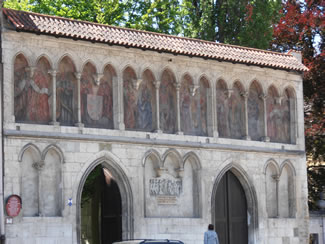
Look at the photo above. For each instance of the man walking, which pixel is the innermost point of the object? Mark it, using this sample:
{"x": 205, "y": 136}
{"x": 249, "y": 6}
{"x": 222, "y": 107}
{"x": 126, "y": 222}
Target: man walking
{"x": 210, "y": 236}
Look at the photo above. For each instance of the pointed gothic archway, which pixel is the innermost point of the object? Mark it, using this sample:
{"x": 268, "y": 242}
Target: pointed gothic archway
{"x": 108, "y": 209}
{"x": 234, "y": 207}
━━━━━━━━━━━━━━━━━━━━
Your goal:
From the records above, return each line that includes "Mark".

Your response:
Look at the photo above. For each instance of the man walking, which pixel is the innermost point of the object? Mark it, using this sample:
Look at the photo above. For each instance of the pointed gothic archway, which pixel is the innermost point of the object? Mark it, using this sample:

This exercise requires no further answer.